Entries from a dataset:
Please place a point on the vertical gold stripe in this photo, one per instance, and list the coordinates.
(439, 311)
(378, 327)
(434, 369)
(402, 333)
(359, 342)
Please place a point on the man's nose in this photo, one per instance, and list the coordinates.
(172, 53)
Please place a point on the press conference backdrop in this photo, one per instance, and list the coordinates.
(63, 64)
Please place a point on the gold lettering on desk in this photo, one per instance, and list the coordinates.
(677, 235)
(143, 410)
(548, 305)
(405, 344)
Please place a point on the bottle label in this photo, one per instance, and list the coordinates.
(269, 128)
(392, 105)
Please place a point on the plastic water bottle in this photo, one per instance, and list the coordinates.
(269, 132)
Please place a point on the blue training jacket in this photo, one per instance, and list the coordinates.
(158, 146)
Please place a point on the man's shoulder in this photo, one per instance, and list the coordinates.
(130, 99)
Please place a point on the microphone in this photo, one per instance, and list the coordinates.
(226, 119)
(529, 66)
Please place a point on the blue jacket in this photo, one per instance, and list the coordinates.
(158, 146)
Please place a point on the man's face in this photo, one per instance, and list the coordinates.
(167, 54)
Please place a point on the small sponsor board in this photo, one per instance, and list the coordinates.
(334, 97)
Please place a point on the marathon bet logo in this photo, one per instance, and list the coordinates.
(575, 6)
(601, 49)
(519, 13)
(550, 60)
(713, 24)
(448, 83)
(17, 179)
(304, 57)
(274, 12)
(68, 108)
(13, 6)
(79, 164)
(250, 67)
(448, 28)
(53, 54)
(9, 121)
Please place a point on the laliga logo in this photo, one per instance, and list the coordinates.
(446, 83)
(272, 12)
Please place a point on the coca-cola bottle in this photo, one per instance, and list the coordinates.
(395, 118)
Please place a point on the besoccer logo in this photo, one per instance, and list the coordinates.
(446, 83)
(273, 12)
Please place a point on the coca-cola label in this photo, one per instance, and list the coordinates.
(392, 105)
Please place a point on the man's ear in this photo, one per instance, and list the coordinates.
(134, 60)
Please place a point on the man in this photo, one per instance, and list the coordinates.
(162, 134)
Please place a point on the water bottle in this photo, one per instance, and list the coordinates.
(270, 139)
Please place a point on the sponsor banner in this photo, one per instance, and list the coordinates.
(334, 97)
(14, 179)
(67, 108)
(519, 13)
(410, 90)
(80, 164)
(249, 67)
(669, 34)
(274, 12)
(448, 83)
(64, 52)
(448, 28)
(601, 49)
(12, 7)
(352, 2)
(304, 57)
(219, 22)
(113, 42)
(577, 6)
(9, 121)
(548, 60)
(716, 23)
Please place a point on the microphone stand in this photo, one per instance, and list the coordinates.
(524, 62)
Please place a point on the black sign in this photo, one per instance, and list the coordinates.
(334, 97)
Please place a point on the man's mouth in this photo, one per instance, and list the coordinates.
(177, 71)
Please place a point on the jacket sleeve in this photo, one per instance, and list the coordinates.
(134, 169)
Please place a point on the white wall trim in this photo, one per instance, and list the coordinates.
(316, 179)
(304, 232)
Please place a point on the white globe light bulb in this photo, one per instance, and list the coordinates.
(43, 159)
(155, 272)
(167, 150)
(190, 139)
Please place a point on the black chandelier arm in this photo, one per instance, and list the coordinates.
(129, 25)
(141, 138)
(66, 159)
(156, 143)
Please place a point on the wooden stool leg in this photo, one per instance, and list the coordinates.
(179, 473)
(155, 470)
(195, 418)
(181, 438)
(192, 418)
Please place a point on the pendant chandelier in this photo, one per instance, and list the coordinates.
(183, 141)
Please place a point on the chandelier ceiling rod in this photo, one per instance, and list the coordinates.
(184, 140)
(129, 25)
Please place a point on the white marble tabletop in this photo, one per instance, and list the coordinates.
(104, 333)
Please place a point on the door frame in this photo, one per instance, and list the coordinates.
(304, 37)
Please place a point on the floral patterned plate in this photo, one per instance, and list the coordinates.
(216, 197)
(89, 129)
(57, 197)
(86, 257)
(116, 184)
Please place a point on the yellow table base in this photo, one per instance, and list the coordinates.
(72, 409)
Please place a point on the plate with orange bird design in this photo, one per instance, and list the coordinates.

Required work: Please update the rows above by replacing each "list the coordinates" with "report the coordinates", and keep everything else the same.

Reply:
Please place a point on the vertical gold stripe in this photo, one per instance, and report the coordinates.
(439, 311)
(378, 327)
(434, 369)
(402, 333)
(359, 342)
Please place a point on the man's nose in this photo, one per instance, and report the coordinates.
(172, 53)
Please place a point on the press conference backdrop in this photo, one per instance, and report the coordinates.
(63, 64)
Please place a point on the gold lettering on desk in this photo, one per instance, and report the coordinates.
(677, 235)
(143, 410)
(548, 305)
(405, 344)
Please place a point on the bottle label in this photo, one per instance, and report the coordinates.
(269, 128)
(392, 105)
Please place a point on the plastic water bottle in this photo, one per instance, and report the coordinates.
(269, 132)
Please place a point on the blue training jacket in this photo, one per instance, and report the coordinates.
(158, 146)
Please place a point on the man's shoulder in this photo, one per instance, and report the coordinates.
(130, 99)
Please place a point on the microphone in this photo, one per instance, and report the coordinates.
(226, 119)
(529, 66)
Please place a point on the blue jacket in this photo, one per instance, and report the coordinates.
(158, 146)
Please place a point on the man's face in this photo, one per instance, and report the coordinates.
(167, 54)
Please place a point on the small sponsor board in this photo, one per instance, and report the coordinates.
(334, 97)
Please place a point on the marathon bet logo in this photo, one per instance, and report the coordinates.
(575, 6)
(601, 49)
(519, 13)
(550, 60)
(713, 24)
(448, 83)
(17, 179)
(304, 57)
(274, 12)
(68, 108)
(13, 6)
(79, 164)
(250, 67)
(448, 28)
(53, 54)
(9, 121)
Please place a point on the laliga logo in this photo, one per instance, and report the coordinates.
(446, 83)
(272, 12)
Please place a point on the coca-cola bottle in this photo, one per instance, and report the coordinates.
(395, 118)
Please place a point on the besoccer logo in this photo, one per instance, and report the coordinates.
(446, 83)
(273, 12)
Please place a point on the coca-cola label in this photo, one per instance, and report the coordinates.
(392, 105)
Please place a point on the man's ear in this photo, one per instance, and report the coordinates.
(134, 60)
Please place a point on the man in this photo, one per instance, and report the coordinates.
(162, 134)
Please place a point on the water bottle in this photo, one per instance, and report the coordinates.
(270, 139)
Please place a point on the sponsor banner in this photo, one per instance, and report the coordinates.
(334, 97)
(14, 179)
(67, 108)
(519, 13)
(410, 90)
(80, 164)
(249, 67)
(669, 34)
(274, 12)
(448, 83)
(64, 52)
(448, 28)
(601, 49)
(12, 7)
(352, 2)
(304, 57)
(219, 22)
(113, 42)
(577, 6)
(9, 121)
(548, 60)
(716, 23)
Please place a point on the microphone stand in this photo, one per instance, and report the coordinates.
(524, 62)
Please place a point on the black sign in this photo, one per instance, and report the coordinates.
(334, 97)
Please place a point on the man's mouth in this photo, one per instance, and report the coordinates.
(177, 71)
Please place a point on the jacket sleeve in this photo, one per instance, and report the coordinates.
(134, 169)
Please place a point on the white wall trim in this photo, one per instance, and report the coordinates.
(316, 179)
(304, 232)
Please place a point on the white globe light bulb in this photo, one per instance, and report the coordinates.
(43, 159)
(155, 272)
(167, 150)
(190, 139)
Please place a point on the black chandelier arm in this photo, one per instance, and report the coordinates.
(129, 25)
(141, 138)
(66, 159)
(156, 143)
Please place a point on the wooden stool leg in this photo, one per instance, and report the coordinates.
(179, 473)
(155, 470)
(195, 418)
(181, 438)
(192, 418)
Please place a point on the pendant chandelier in this photo, one per instance, and report the coordinates.
(183, 141)
Please place a point on the chandelier ceiling rod in this photo, one per instance, and report the coordinates.
(184, 140)
(129, 25)
Please place a point on the white marble tabletop in this photo, one per instance, and report the coordinates.
(104, 333)
Please place a point on the door frame in this photo, one per instance, and report the coordinates.
(304, 37)
Please place a point on the floral patterned plate in this photo, one per instance, and report the coordinates.
(216, 197)
(89, 129)
(57, 197)
(86, 257)
(116, 184)
Please place a point on the yellow table base in this photo, one per instance, and report the coordinates.
(72, 409)
Please place a point on the plate with orange bird design in this photo, one per instance, and report the coordinates.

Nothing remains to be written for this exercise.